▶ **EXERCISE DESCRIPTION**
Can you reproduce word for word the material below, beginning at the line that contains "Provide the segmentation of every instance of the sponsor" and continuing through its final line?
— Start of EXTRACTED RECORDS —
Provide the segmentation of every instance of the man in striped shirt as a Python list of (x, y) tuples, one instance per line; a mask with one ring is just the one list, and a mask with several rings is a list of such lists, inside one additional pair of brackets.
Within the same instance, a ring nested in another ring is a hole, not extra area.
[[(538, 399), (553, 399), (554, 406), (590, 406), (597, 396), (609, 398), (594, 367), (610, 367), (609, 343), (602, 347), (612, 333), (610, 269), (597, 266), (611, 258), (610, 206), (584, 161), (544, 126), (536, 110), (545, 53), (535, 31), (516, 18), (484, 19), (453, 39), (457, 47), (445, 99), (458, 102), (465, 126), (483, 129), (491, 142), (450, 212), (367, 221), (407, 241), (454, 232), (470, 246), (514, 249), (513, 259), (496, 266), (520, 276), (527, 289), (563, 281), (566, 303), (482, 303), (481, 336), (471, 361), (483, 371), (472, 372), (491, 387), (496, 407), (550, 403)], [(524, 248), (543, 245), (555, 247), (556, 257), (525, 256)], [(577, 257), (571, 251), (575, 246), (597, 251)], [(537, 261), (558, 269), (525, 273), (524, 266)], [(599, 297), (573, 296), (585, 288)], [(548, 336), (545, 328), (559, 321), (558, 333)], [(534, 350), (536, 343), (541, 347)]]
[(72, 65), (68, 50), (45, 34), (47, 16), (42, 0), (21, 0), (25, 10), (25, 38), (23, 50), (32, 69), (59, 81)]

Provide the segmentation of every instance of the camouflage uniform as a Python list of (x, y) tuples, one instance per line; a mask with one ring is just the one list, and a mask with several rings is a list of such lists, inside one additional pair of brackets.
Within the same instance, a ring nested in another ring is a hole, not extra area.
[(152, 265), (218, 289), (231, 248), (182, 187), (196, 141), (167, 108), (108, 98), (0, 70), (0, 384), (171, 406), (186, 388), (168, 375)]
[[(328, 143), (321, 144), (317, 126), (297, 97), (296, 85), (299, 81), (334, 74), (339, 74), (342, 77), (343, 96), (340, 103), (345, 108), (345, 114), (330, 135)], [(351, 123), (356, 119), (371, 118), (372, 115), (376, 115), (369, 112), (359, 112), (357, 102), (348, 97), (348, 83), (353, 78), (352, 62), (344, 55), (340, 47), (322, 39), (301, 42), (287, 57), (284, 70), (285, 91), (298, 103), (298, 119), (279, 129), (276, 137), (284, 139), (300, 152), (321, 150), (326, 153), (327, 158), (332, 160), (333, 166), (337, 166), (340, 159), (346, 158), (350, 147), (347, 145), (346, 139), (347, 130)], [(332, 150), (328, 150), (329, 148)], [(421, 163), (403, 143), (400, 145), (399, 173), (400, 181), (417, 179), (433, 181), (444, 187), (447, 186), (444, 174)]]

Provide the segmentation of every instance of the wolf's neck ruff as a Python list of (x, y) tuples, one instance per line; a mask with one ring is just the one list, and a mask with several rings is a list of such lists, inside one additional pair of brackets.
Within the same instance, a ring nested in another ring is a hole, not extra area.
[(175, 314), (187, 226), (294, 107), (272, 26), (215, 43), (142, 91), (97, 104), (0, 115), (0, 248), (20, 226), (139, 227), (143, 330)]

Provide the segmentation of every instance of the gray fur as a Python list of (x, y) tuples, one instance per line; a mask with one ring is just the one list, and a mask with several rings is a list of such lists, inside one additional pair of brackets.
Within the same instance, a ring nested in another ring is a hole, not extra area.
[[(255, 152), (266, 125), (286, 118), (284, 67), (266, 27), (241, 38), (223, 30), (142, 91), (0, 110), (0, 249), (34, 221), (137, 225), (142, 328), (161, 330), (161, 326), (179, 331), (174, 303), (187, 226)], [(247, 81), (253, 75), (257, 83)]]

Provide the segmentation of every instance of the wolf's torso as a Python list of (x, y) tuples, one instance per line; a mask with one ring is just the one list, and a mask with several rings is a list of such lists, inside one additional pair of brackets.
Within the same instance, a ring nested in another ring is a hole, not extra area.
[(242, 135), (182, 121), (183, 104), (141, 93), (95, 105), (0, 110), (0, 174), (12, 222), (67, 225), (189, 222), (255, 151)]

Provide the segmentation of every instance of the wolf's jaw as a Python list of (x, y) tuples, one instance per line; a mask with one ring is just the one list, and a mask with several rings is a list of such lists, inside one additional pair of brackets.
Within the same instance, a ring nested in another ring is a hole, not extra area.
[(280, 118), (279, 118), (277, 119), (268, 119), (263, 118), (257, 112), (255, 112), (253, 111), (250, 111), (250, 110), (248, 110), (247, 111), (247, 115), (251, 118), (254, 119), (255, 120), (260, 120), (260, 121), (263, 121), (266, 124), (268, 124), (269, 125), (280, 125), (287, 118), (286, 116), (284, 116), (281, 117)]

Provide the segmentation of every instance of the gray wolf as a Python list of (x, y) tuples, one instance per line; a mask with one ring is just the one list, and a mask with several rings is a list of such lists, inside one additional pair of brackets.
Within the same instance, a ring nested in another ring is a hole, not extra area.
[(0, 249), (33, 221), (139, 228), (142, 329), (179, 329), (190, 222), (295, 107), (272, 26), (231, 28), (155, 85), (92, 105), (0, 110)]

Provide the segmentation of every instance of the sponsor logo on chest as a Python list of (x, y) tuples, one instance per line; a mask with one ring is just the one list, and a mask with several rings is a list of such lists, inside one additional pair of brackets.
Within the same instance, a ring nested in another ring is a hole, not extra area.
— End of EXTRACTED RECORDS —
▶ **FULL RESPONSE**
Provide the segmentation of every instance of the sponsor logo on chest as a Python list of (x, y) tuples, one instance per line; a mask with one ring is just the one list, and a mask with several rings is a list of such lists, inside one additional pair of brackets.
Within the same instance, a ring nested in another ring is a hole, not extra area.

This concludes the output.